*** Opening of Data for analysis ***
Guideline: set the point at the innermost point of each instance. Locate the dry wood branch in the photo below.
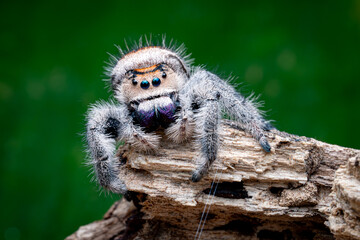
(303, 189)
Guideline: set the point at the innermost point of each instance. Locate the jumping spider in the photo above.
(156, 88)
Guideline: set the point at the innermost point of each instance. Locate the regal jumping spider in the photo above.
(157, 89)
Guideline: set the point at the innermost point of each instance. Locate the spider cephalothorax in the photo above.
(157, 89)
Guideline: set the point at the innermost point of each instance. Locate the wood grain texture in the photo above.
(302, 189)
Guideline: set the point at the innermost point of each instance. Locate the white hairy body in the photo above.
(196, 97)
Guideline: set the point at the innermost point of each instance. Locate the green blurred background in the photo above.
(302, 57)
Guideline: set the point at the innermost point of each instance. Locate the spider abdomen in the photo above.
(154, 113)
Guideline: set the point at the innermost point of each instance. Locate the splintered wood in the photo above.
(302, 189)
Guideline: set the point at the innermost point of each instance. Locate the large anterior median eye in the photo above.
(144, 84)
(156, 82)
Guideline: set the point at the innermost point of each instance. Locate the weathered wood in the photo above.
(303, 189)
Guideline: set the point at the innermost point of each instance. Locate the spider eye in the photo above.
(156, 82)
(145, 84)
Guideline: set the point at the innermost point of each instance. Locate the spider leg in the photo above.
(108, 123)
(213, 94)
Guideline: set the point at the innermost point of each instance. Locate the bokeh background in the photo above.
(302, 57)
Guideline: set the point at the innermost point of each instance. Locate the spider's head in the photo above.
(148, 73)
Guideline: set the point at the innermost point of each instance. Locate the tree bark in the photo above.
(302, 189)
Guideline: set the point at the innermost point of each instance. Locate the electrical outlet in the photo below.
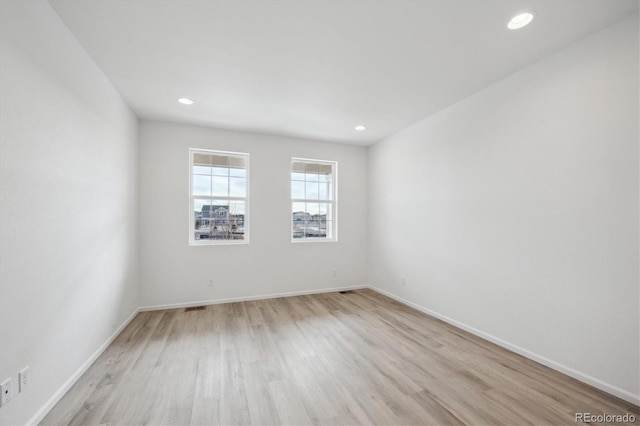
(5, 392)
(23, 379)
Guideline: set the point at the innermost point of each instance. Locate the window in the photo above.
(313, 200)
(219, 200)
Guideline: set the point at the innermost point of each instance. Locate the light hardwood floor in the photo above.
(357, 358)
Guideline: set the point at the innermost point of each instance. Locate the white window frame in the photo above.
(192, 198)
(333, 201)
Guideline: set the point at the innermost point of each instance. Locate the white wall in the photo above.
(515, 211)
(68, 200)
(172, 272)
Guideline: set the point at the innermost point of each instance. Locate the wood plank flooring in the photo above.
(358, 358)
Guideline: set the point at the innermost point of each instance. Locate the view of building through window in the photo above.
(219, 196)
(313, 201)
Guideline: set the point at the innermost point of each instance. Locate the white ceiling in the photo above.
(317, 68)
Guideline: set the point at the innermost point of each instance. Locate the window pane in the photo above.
(235, 172)
(324, 191)
(220, 186)
(237, 187)
(312, 180)
(201, 159)
(311, 191)
(297, 189)
(328, 226)
(298, 166)
(298, 207)
(312, 208)
(236, 220)
(201, 185)
(221, 171)
(202, 170)
(297, 176)
(219, 160)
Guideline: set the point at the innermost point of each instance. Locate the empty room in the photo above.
(319, 212)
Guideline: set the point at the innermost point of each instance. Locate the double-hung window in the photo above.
(219, 197)
(313, 200)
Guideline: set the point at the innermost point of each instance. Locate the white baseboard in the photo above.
(597, 383)
(247, 298)
(585, 378)
(44, 410)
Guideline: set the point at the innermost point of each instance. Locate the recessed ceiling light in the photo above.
(520, 20)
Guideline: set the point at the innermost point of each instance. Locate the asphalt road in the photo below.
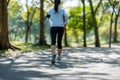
(77, 64)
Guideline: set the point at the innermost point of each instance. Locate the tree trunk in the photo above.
(115, 32)
(42, 37)
(65, 37)
(4, 40)
(110, 36)
(84, 24)
(97, 41)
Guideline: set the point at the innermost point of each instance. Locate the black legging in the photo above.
(57, 31)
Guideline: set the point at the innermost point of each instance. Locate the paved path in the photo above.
(77, 64)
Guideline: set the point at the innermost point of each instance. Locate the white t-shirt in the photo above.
(56, 18)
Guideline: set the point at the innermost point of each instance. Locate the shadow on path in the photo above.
(77, 64)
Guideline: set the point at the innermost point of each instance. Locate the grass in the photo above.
(25, 47)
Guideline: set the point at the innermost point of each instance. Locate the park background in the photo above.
(91, 22)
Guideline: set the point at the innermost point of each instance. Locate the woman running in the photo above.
(58, 19)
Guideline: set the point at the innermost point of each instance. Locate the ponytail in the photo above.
(56, 3)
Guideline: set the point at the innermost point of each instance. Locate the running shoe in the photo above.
(53, 59)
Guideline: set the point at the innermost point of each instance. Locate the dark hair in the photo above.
(56, 3)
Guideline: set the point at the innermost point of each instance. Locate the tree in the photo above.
(4, 40)
(42, 36)
(30, 15)
(84, 24)
(93, 12)
(113, 4)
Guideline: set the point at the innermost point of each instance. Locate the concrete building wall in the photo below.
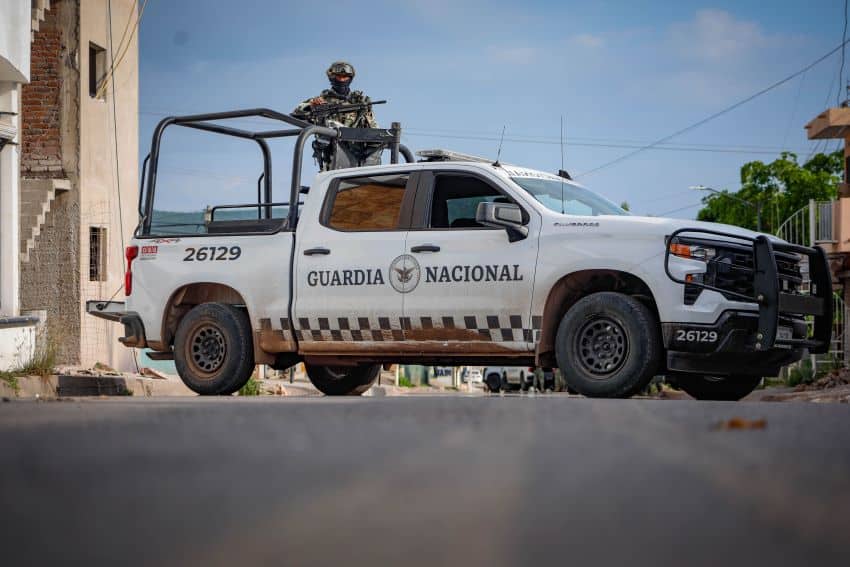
(17, 335)
(108, 171)
(9, 201)
(80, 166)
(50, 150)
(15, 40)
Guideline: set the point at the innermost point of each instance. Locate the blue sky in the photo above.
(455, 72)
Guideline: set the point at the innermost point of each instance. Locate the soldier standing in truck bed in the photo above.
(340, 74)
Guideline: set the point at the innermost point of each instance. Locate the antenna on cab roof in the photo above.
(499, 153)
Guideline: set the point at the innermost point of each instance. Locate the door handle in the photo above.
(425, 248)
(317, 251)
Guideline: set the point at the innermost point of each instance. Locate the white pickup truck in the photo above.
(454, 260)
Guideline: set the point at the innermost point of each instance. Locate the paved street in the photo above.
(423, 481)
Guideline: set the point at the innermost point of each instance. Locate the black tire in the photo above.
(726, 388)
(213, 349)
(343, 380)
(494, 382)
(608, 346)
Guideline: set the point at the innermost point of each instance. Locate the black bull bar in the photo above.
(766, 293)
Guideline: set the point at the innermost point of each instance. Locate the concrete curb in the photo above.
(73, 385)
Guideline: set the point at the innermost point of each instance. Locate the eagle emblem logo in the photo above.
(404, 273)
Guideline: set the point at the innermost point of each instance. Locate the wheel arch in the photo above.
(187, 296)
(575, 286)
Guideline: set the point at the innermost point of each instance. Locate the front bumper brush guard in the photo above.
(771, 301)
*** Close of Data for analysis ***
- Work instructions
All of the material above should be set down again exactly, though not its pictures.

- Worked solution
Guideline: set the point at the innermost point of each instance. Locate the dry wood branch in the photo below.
(303, 189)
Guideline: set the point at the innermost point of each instance. Locate the jumping spider in the photo above.
(156, 88)
Guideline: set the point at the innermost point of each instance. Locate the regal jumping spider in the photo above.
(157, 89)
Guideline: set the point at the innermost point of each instance. Locate the spider cephalothorax in the photo above.
(157, 89)
Guideline: set the point at the innermost point of each instance. Locate the wood grain texture in the photo above.
(302, 189)
Guideline: set the point at the innermost point of each instance. Locate the white hairy body in the photo above.
(196, 97)
Guideline: set the point at the innermost point of each instance. Locate the green blurred background in the photo above.
(302, 57)
Guideline: set the point at the innermost point of each instance. Locate the spider abdomen in the photo above.
(154, 113)
Guideline: set the point at the innermost point of each instance. Locate the splintered wood in the photo above.
(302, 189)
Guideline: set the point at the innermost point of each instance. Locate the large anterior median eye in the photo above.
(144, 84)
(156, 82)
Guideline: set the point at the innermost point of each instance. Locate the weathered wood in the photo above.
(303, 189)
Guideline: set the point at the innermost point of each instance. Locate the spider eye in the photo above.
(156, 82)
(145, 84)
Guideline: set the point at the innermost point of each instance. Locate the spider leg in the photo above.
(108, 123)
(213, 94)
Guideline: set the point at the innermost point of each instance. Locate the bokeh background in the photo above.
(302, 57)
Guideline: set the point at the innermost point of each instance. Locate the spider's head in the photo above.
(148, 73)
Guideline: set the point at the innermost point of each instance. Locate the tree bark in the photo above.
(302, 189)
Guideline: set the point at the innermost point of each instance. Locate the electrical outlet in the photo below.
(5, 392)
(23, 379)
Guideline: set the point at the innermost point of each instance. Locate the window in the photo above.
(313, 200)
(219, 200)
Guideline: set the point at the innermost point of each instance. Locate the light hardwood floor in the photo above.
(357, 358)
Guideline: set the point at the innermost point of each instance. Locate the white window frame in the photo above.
(192, 198)
(333, 201)
Guideline: set the point at the innermost point of each instance. Locate the white wall in the photo above.
(515, 211)
(68, 200)
(172, 272)
Guideline: set the point at the innermost point of each instance. Locate the wood plank flooring in the photo above.
(358, 358)
Guideline: set the point at the innermost point of each instance. Locate the view of building through window in the photo above.
(219, 196)
(313, 201)
Guideline: set the point at the innermost point of each instance. Locate the white ceiling in the photo above.
(317, 68)
Guideline: set the point at the innermost point of each instance. Locate the window pane in the photo above.
(235, 172)
(324, 191)
(220, 186)
(237, 187)
(312, 180)
(201, 159)
(311, 191)
(297, 189)
(328, 226)
(298, 166)
(298, 207)
(312, 208)
(236, 220)
(201, 185)
(221, 171)
(202, 170)
(297, 176)
(219, 160)
Guideline: set the point at the innermost point of each instance. Locate the empty room in the photo above.
(319, 212)
Guideline: set the point at the innermost point of each instance. Locate the double-hung window in the photo above.
(219, 197)
(313, 200)
Guideline: set the point at the innermost point of each instance. Locate the white baseboard in the photo above.
(597, 383)
(247, 298)
(585, 378)
(44, 410)
Guideline: set the point at the innermost point of each instance. Locate the recessed ceiling light in the photo above.
(520, 20)
Guideline: set the point at the innermost point of each instance. Locate the asphalt road in the photo below.
(77, 64)
Guideline: set the point at the innermost point of each instance. Locate the tree trunk in the photo above.
(115, 32)
(42, 37)
(65, 37)
(4, 40)
(110, 36)
(84, 24)
(97, 41)
Guideline: set the point at the innermost point of each instance. Locate the black legging in the photo above.
(57, 31)
Guideline: set the point at the innermost point of each instance. Locate the paved path in the photo above.
(77, 64)
Guideline: set the point at the innermost point of each instance. Locate the white t-shirt in the photo above.
(56, 18)
Guideline: set the point at the innermost point of each instance. Locate the shadow on path in the photo above.
(77, 64)
Guideline: set the point at the innermost point of each instance. Locate the grass in the photo above.
(25, 47)
Guideline: set the point at the innermost point of each instance. Locate the park background in the photo above.
(91, 22)
Guideline: set the point at the innermost point of each instance. Locate the woman running in the photo above.
(58, 19)
Guideline: set the point at the innermost point of each instance. Locate the ponytail in the photo above.
(56, 3)
Guideline: set the point at the innermost point of each instance. Locate the running shoe in the photo above.
(53, 59)
Guideline: set the point at the innermost point of each instance. Locate the dark hair in the photo above.
(56, 3)
Guideline: set the point at the innermost point of each instance. Locate the tree in the photo above.
(4, 40)
(42, 36)
(30, 15)
(84, 24)
(93, 12)
(113, 4)
Guideline: set the point at the innermost point of each instance. Locate the concrete building wall in the photo below.
(17, 335)
(108, 171)
(9, 201)
(80, 166)
(50, 150)
(15, 40)
Guideline: set the point at the innermost point of each instance. Locate the blue sky in the photo above.
(455, 72)
Guideline: set the point at the innermost point of each instance. Locate the soldier standing in truck bed in the photo above.
(340, 74)
Guideline: set the point at the innermost point of each instance. Locate the antenna on cab roof in the photo above.
(499, 153)
Guideline: set the point at the innermost point of each instance. Locate the door handle in the photo above.
(425, 248)
(317, 251)
Guideline: set the point at the innermost point of each instance. Locate the white pickup truck in the photo above.
(454, 260)
Guideline: set the point at the innermost point of each instance. Locate the paved street in the photo above.
(423, 481)
Guideline: set the point at the innermost point of each instance. Locate the black tire in the photo above.
(726, 388)
(213, 349)
(343, 380)
(494, 382)
(608, 346)
Guideline: set the point at the innermost point of each instance. Locate the black bull bar in the photo above.
(766, 293)
Guideline: set the point at the innermost point of each instance. Locate the concrete curb in the photo above.
(73, 385)
Guideline: set the point at the innermost point of each instance. Locate the eagle emblem logo in the photo above.
(404, 273)
Guideline: set the point at the innermost point of each instance. Locate the wheel arch in the photo above.
(187, 296)
(575, 286)
Guideline: set the point at the innermost point of each instance. Locate the front bumper brush guard in the photo above.
(771, 301)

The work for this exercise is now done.